Segment Start: Selected text

Ontario markets — North Bay, Belleville and Greater Sudbury — held the top three spots, reflecting a shift away from major urban centres to more affordable outlying areas. Quebec City (fourth) and Kelowna-West Kelowna (sixth) were the top growth cities in Quebec and British Columbia.

Kingston claimed seventh place, while Red Deer-Lacombe, Owen Sound-Port Elgin and North Vancouver rounded out the top 10. Medicine Hat-Redcliff (15) and Airdrie (19) were the only other Alberta markets to rank in the top 25.

The migration data coincides with a record-setting year for Calgary home sales. According to the Calgary Real Estate Board (CREB), transactions through its Multiple Listing Service totalled 27,585 in 2021, an increase of 71.5 per cent from the previous year.

Besting the previous record (27,193) set in 2006, annual sales exceeded 20,000 for the first time since 2014. The numbers also represent a significant increase from pre-pandemic activity levels. Calgary posted a total of 16,344 transactions during 2019.

Housing affordability could be one reason for the influx of new residents. The CREB reports Calgary’s benchmark price was $451,467 by the end of 2021.

In its Canadian Housing Market Outlook for 2022, RE/MAX Canada noted that Calgary shifted from balanced conditions to a seller’s market in 2021, and expects the city’s MLS sales to increase four per cent year-over-year, with prices rising 2.5 per cent.

“This is attributed to heightened demand prompted by the inter-provincial migration trend that took place throughout 2021, which saw many homebuyers from Ontario and British Columbia driving demand high, while supply remained low,” the report said.

Segment End: Selected text

According to the passage on housing markets, how many transactions did Calgary post during 2019? Rely only on the passage about housing markets to respond.

Segment Start: Entries supplied

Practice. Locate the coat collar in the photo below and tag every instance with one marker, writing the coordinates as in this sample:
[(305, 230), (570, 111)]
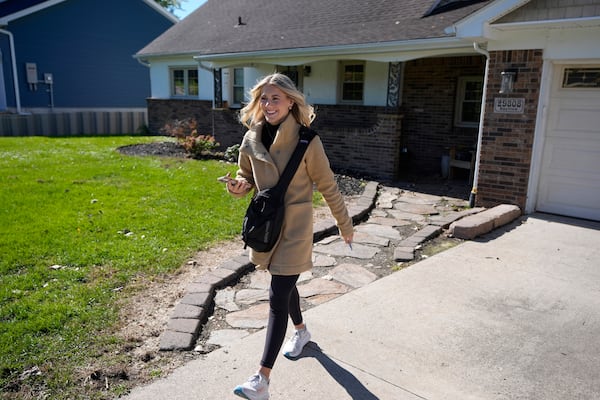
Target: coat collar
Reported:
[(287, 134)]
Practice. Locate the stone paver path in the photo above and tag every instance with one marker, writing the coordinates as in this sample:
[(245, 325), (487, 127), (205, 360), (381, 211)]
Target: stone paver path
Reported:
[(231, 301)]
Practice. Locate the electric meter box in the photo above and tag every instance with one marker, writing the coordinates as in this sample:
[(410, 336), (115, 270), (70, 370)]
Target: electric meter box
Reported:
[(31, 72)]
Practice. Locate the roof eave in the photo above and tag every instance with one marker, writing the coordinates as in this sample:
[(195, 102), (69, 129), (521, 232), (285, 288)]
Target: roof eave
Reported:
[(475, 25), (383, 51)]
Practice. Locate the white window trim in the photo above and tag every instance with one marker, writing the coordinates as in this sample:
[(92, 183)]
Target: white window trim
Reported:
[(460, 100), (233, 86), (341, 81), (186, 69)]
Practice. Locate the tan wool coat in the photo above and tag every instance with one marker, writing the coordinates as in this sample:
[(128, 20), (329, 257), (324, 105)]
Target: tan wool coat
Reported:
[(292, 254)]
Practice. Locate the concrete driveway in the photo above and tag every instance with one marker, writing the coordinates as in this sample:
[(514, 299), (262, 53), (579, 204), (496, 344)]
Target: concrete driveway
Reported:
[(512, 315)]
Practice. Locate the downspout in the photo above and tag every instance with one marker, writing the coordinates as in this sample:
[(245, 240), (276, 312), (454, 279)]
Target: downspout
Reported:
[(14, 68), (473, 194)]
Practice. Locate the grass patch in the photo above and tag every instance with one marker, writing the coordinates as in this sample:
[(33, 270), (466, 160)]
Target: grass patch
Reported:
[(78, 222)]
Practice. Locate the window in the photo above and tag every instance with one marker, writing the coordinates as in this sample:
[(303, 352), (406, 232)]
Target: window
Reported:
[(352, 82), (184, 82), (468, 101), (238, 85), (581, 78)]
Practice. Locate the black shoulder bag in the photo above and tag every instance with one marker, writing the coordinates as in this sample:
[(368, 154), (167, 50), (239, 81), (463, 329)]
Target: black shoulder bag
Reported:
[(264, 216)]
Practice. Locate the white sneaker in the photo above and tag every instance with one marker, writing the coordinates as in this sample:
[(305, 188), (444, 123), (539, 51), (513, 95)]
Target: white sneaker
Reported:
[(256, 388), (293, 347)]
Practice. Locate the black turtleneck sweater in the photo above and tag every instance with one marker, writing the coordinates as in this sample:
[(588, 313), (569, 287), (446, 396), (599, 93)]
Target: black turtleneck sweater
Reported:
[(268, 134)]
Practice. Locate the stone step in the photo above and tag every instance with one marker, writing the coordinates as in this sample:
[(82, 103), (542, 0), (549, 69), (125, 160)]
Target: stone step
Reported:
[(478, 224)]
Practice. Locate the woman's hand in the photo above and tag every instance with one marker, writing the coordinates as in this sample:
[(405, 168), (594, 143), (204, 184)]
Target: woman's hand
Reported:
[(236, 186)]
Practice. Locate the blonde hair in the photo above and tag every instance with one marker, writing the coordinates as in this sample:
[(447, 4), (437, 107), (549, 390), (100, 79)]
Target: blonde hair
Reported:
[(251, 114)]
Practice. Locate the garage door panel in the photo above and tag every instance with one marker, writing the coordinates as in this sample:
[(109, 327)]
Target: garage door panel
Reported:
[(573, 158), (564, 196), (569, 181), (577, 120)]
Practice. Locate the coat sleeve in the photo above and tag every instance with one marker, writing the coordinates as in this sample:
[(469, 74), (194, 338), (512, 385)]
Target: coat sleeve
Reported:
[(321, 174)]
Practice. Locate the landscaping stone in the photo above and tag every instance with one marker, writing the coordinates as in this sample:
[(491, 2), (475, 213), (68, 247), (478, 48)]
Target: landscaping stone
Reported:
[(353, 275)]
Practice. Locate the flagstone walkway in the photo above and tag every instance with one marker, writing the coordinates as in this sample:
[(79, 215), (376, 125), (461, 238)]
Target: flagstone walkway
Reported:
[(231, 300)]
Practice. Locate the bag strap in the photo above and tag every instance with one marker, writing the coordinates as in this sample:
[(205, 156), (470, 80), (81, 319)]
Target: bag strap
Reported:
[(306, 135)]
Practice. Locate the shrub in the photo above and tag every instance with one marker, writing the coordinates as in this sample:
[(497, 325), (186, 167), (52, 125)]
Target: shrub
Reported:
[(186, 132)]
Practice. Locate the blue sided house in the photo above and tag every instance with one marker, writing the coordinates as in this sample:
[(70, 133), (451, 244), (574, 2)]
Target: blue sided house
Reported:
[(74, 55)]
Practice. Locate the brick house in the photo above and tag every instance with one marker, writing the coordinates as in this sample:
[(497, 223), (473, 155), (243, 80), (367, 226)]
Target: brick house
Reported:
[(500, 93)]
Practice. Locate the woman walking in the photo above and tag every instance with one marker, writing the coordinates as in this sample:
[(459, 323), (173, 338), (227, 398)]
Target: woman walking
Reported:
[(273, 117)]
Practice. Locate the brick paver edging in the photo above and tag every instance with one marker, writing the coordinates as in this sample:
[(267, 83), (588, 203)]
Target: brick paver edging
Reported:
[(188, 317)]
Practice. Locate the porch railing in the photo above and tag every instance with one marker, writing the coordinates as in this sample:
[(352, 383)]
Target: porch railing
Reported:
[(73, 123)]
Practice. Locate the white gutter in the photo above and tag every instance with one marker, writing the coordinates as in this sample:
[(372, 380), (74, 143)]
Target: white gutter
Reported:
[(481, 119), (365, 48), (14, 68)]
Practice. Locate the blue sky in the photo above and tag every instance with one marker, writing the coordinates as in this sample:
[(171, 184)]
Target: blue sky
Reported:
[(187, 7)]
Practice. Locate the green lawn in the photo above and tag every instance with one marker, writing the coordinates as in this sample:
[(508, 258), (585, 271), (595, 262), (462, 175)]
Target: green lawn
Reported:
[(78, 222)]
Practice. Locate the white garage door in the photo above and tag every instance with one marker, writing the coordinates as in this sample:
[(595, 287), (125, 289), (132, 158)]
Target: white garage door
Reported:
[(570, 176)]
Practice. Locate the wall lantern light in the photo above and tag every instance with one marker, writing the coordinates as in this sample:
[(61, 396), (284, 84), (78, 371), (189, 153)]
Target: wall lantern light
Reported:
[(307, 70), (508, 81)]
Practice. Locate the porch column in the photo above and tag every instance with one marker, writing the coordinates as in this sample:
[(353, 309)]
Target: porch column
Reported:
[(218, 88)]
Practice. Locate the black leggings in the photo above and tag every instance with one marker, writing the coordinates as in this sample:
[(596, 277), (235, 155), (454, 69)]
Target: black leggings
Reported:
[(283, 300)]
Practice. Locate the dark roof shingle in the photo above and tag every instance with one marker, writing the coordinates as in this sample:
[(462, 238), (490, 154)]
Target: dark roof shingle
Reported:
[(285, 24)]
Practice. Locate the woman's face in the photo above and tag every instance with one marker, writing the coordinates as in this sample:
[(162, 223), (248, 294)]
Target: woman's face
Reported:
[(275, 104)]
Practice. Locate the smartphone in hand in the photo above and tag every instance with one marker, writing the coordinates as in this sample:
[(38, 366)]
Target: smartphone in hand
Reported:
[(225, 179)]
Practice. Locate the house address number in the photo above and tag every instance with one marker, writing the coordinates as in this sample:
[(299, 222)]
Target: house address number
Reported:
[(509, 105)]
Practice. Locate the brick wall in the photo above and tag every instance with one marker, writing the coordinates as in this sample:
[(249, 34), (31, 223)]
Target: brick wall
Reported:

Segment End: Entries supplied
Segment Start: Entries supplied

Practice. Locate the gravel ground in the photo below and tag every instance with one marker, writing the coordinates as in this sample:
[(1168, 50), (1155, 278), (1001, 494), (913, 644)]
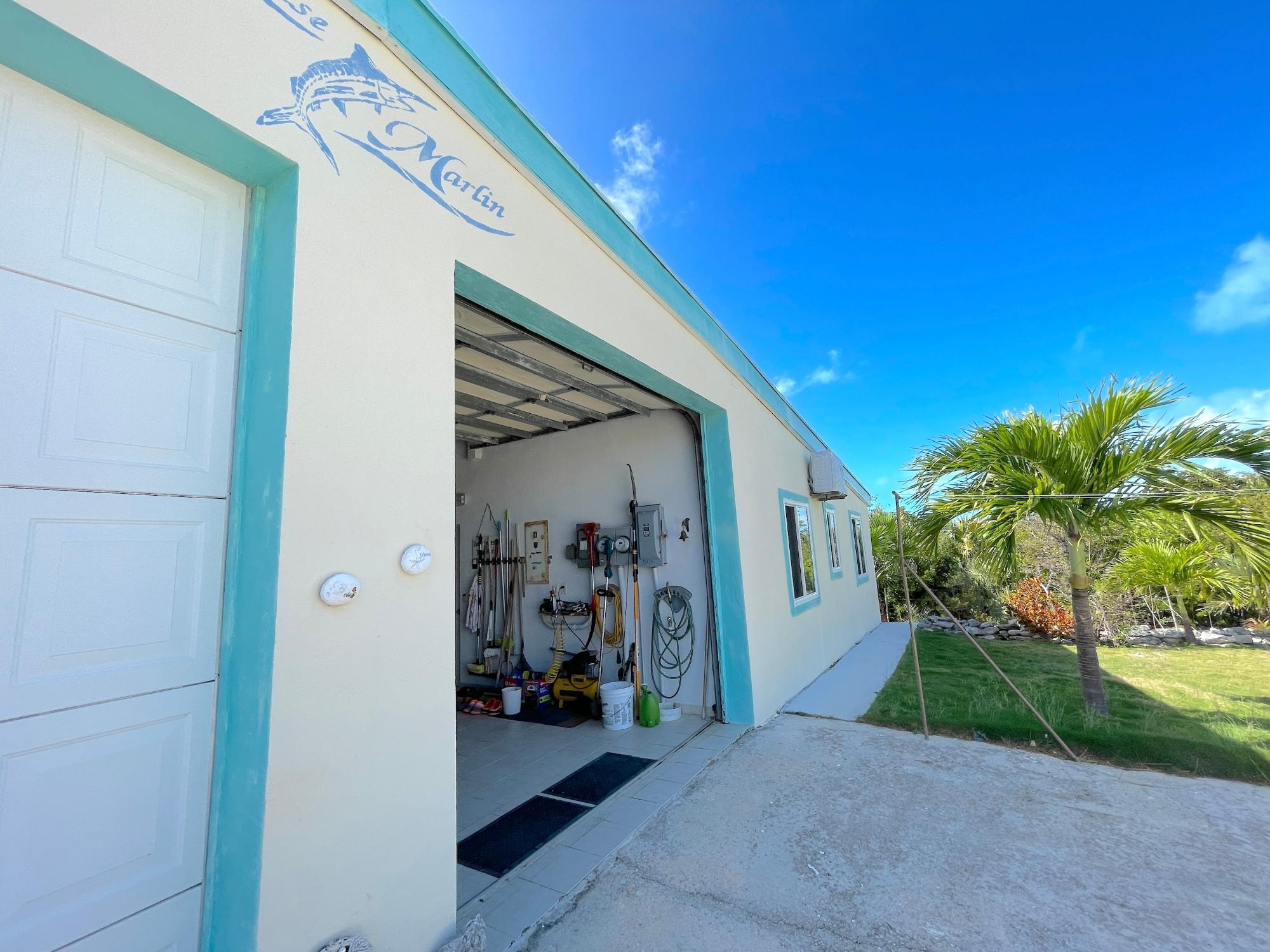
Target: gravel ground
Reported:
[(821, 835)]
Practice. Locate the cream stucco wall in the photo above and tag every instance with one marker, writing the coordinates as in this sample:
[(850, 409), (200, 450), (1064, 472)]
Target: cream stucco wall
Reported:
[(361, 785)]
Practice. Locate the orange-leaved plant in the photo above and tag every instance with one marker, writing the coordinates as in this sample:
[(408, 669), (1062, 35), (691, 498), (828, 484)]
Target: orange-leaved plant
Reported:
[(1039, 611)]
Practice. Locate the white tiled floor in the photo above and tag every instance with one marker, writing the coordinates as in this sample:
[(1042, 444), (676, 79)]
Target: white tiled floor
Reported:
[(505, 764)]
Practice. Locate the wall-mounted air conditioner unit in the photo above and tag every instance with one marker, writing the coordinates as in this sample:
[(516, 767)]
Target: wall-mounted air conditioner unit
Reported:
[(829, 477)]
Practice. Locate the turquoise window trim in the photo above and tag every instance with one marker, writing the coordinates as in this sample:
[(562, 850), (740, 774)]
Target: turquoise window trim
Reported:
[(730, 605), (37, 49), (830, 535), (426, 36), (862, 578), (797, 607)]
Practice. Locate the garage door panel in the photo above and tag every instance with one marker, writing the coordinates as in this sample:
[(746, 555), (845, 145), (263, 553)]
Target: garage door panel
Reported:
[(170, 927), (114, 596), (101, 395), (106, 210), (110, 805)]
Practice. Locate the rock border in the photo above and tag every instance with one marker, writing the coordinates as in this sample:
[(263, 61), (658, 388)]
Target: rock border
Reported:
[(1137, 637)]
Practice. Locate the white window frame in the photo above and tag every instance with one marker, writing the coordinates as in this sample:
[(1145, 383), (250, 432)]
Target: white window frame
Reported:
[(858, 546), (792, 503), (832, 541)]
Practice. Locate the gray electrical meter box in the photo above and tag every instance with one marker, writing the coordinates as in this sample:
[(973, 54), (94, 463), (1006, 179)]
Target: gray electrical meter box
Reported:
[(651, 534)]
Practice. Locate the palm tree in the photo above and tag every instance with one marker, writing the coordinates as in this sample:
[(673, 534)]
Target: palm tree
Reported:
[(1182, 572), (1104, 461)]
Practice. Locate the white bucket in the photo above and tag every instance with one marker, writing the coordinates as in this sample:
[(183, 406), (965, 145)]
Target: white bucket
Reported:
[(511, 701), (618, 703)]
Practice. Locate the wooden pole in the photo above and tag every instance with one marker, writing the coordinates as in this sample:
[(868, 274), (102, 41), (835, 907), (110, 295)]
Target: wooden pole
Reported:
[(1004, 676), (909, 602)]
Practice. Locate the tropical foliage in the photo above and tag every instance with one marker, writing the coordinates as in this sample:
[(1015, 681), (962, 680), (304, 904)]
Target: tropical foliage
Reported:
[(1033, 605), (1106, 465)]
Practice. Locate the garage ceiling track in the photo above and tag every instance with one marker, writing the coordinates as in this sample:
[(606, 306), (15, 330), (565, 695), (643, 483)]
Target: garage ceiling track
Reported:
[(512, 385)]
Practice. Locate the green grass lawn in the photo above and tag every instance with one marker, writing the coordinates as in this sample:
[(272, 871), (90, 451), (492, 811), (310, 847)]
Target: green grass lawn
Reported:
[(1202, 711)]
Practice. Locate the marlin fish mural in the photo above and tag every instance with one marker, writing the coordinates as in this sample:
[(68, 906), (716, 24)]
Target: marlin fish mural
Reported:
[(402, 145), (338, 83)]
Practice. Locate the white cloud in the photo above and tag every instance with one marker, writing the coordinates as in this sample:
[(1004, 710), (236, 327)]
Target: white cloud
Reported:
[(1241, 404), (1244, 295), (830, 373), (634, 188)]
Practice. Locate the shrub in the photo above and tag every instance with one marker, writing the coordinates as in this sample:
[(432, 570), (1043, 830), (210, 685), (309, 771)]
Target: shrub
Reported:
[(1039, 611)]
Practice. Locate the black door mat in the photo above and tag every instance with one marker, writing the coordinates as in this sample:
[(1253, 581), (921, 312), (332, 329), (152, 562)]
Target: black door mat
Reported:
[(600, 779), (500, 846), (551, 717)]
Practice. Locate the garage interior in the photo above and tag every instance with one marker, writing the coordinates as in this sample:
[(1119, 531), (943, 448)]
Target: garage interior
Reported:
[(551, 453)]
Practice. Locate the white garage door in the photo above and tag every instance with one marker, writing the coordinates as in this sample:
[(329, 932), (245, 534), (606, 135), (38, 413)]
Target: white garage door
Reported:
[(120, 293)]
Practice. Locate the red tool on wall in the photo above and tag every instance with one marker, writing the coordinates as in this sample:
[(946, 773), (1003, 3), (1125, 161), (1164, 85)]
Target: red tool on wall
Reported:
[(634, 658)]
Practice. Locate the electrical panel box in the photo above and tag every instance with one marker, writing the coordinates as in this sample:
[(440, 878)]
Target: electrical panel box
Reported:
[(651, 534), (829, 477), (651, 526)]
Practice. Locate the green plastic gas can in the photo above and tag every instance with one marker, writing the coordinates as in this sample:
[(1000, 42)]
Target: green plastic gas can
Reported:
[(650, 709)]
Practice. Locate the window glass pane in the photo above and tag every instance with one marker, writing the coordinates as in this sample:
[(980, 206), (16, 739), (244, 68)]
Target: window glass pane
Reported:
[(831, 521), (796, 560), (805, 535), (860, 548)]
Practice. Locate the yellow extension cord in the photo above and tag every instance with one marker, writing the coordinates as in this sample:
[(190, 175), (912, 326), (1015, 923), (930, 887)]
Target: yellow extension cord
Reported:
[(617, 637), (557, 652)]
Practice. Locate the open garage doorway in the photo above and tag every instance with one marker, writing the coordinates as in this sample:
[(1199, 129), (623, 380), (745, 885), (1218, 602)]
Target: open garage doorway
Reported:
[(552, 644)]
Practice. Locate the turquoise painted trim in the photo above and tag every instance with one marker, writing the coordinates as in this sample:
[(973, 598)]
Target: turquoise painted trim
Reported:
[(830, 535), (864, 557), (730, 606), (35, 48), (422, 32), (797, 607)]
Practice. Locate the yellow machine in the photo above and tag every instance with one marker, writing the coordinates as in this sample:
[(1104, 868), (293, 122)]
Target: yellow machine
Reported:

Segment End: Entries supplied

_Task result_. Calgary posted a total of 16,344 transactions during 2019.